----- Data supplied -----

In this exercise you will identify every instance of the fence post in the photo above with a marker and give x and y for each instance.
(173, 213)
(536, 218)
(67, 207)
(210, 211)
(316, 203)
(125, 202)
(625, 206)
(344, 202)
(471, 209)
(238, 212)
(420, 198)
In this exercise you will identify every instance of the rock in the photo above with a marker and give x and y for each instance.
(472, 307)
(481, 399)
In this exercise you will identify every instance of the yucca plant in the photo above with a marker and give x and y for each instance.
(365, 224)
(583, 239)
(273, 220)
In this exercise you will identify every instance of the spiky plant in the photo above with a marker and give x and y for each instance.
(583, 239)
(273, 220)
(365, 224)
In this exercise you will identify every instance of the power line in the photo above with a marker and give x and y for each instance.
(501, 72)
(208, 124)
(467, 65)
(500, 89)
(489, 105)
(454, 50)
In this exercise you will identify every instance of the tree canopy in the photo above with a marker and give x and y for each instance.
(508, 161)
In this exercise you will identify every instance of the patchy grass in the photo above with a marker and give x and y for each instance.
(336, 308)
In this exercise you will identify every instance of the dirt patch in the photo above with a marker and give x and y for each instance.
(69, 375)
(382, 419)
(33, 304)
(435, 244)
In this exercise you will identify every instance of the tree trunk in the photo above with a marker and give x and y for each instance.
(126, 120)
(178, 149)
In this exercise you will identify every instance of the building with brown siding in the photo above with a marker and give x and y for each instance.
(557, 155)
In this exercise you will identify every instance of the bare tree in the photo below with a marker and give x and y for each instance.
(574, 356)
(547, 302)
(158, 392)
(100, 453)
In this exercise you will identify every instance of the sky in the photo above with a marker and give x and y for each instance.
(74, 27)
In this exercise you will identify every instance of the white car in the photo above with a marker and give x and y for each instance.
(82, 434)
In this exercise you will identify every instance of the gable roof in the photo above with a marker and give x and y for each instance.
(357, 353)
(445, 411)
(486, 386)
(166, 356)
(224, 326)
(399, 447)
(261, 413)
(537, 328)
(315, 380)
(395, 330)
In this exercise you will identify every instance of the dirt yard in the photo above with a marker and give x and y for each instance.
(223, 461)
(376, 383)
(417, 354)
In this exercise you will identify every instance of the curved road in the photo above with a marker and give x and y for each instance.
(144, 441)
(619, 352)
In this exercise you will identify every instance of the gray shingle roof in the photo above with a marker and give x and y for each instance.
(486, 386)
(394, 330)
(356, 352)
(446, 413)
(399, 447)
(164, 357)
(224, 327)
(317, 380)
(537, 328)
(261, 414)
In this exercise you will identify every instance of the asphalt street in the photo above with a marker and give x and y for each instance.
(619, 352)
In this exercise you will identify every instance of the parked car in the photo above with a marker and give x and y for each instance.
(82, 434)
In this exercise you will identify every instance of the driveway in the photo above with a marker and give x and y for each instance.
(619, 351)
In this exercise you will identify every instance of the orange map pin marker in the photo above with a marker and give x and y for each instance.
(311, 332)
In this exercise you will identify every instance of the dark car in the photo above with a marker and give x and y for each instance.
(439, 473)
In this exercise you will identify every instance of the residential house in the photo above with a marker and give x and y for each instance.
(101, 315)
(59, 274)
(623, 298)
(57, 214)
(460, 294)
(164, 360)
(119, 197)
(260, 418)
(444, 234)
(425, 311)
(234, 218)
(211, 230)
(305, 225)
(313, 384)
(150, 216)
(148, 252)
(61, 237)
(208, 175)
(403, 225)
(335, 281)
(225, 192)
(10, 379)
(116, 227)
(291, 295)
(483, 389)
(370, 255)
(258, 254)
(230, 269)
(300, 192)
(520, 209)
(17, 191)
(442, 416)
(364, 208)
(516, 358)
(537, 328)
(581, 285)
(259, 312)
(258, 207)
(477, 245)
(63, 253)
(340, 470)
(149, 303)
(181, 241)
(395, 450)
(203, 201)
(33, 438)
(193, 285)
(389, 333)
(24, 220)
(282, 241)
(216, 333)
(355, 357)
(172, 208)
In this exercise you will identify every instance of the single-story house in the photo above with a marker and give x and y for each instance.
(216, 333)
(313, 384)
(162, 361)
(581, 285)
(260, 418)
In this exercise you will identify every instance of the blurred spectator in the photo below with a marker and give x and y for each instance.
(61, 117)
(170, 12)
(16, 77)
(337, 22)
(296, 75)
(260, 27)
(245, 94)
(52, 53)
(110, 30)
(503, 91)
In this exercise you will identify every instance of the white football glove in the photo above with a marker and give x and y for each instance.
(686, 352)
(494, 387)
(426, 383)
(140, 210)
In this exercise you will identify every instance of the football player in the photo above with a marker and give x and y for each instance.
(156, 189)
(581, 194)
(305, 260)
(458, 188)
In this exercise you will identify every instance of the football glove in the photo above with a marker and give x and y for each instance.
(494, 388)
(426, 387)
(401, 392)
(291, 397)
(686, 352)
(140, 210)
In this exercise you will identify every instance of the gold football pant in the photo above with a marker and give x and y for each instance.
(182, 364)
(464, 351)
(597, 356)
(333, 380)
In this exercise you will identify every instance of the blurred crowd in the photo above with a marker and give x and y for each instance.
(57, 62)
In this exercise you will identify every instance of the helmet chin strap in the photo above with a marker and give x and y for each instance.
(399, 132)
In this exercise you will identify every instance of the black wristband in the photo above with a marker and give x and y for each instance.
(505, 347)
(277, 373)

-----

> Exercise brief: Can you copy out all of the data above, line for line, without changing a single character?

> Response below:
In this exercise you will identify every instance of the fence post in the photo above with a marker and give x and y for each instance.
(173, 213)
(536, 218)
(67, 207)
(210, 211)
(316, 203)
(125, 202)
(625, 206)
(344, 202)
(471, 209)
(238, 212)
(420, 198)
In this exercise you will identify every instance of the rock in the photo above with a marker and give x and y for each instance.
(472, 307)
(481, 399)
In this exercise you will identify every instance of the yucca plant in the photo above with a marker and give x and y for each instance.
(365, 224)
(583, 239)
(273, 220)
In this exercise you will identify every instance of the spiky plant in the photo above with a marker and give x and y for each instance.
(583, 239)
(273, 220)
(365, 224)
In this exercise you will identify every instance of the power line in the photo above with a marker and give x and y for each instance.
(501, 72)
(208, 124)
(467, 65)
(500, 89)
(489, 105)
(454, 50)
In this exercise you will identify every instance of the tree canopy in the photo above with a marker and give x and y for each instance.
(508, 161)
In this exercise you will identify every instance of the patchy grass in the photo above with a marker and give x and y for each instance.
(336, 308)
In this exercise you will identify every instance of the dirt patch in the photo above with a marker and give x and y for each instance.
(69, 375)
(382, 419)
(33, 304)
(435, 244)
In this exercise you will identify every instance of the tree trunk in the photo above with a marker and give x and y for each instance.
(126, 120)
(178, 149)
In this exercise you will identify every instance of the building with brown siding in the photo above with a marker and give x and y for each instance.
(557, 155)
In this exercise you will identify every instance of the bare tree in the photo below with a marker and give x and y for each instance.
(574, 356)
(547, 302)
(158, 392)
(100, 453)
In this exercise you will identify every instance of the sky in the photo above with a marker and give x and y for each instance.
(74, 27)
In this exercise you will identify every instance of the white car in the photo above with a marker and give x and y for each instance.
(82, 434)
In this exercise you will identify every instance of the gable roof in the photo above with a marker and give x and y for each instance.
(357, 353)
(445, 411)
(486, 386)
(166, 356)
(224, 326)
(399, 447)
(261, 413)
(537, 328)
(315, 380)
(395, 330)
In this exercise you will identify every instance of the dirt yard in the photo above with a marker and give x and y for each instance.
(223, 461)
(376, 383)
(417, 354)
In this exercise you will identify every instance of the curved road in the photo above with a marker and give x and y for each instance.
(144, 441)
(619, 352)
In this exercise you will identify every instance of the gray shingle roof in the photo above with a marker and give x and y for each instance.
(486, 386)
(394, 330)
(356, 352)
(446, 413)
(399, 447)
(164, 357)
(224, 327)
(317, 380)
(537, 328)
(261, 414)
In this exercise you will identify every instance of the asphalt street in the photo above with a marker and give x and y for each instance.
(619, 352)
In this exercise you will identify every instance of the parked car in the photo above with a marker and give x and y for each instance.
(82, 434)
In this exercise you will identify every instance of the driveway in the photo above with a marker and give x and y for each instance.
(619, 351)
In this exercise you will identify every instance of the orange map pin marker in the photo above with a marker and give x and y for each instance.
(311, 332)
In this exercise you will identify every instance of the dark car in the photo above with a marker and give x and y for each instance.
(439, 473)
In this exercise you will identify every instance of the residential house in the photo above with a marker and give x and y for each instance.
(101, 315)
(59, 274)
(623, 298)
(57, 214)
(460, 294)
(164, 360)
(119, 197)
(260, 418)
(444, 234)
(425, 311)
(234, 218)
(211, 230)
(305, 225)
(313, 384)
(150, 216)
(148, 252)
(61, 237)
(208, 175)
(403, 225)
(335, 281)
(225, 192)
(10, 379)
(116, 227)
(291, 295)
(483, 389)
(370, 255)
(258, 254)
(230, 269)
(300, 192)
(520, 209)
(17, 191)
(442, 416)
(364, 208)
(516, 358)
(537, 328)
(581, 285)
(259, 312)
(258, 207)
(477, 245)
(63, 253)
(340, 470)
(149, 303)
(181, 241)
(395, 450)
(203, 201)
(33, 438)
(193, 285)
(389, 333)
(24, 220)
(282, 241)
(216, 333)
(355, 357)
(172, 208)
In this exercise you will identify every instance of the single-story house in the photo above with a marker and give x and y for each instance.
(216, 333)
(313, 384)
(162, 361)
(581, 285)
(260, 418)
In this exercise you will identify every instance of the blurred spectator in the photo below with a marker and give x and y for each instance.
(61, 117)
(170, 12)
(16, 77)
(337, 22)
(296, 75)
(260, 27)
(245, 94)
(52, 53)
(110, 30)
(503, 91)
In this exercise you will identify every instance of the white football glove in the photo above with a marker and give x and y for each instance.
(686, 352)
(494, 387)
(426, 383)
(140, 210)
In this exercise you will identify every instance of the football player in the photo above with a marker and give x and y for each instance.
(156, 189)
(581, 194)
(305, 260)
(458, 188)
In this exercise you will identify every instance of the football glove in the photo above with a marker and give x and y for each instance.
(494, 388)
(426, 387)
(401, 392)
(291, 397)
(686, 352)
(140, 210)
In this exercise you will identify every instance of the gold football pant in the photo above with a marker and give x and y for each instance.
(182, 364)
(464, 351)
(597, 356)
(333, 380)
In this exercise you will identify every instance of the blurred crowd in the photo above with a marker and give x and y for each instance.
(57, 62)
In this exercise you will identify every instance of the helmet chin strap in the photo above with a marker and give x and y for each instance.
(399, 132)
In this exercise you will identify every instance of the black wristband in the photo above with a marker and give x and y for each instance.
(505, 347)
(277, 373)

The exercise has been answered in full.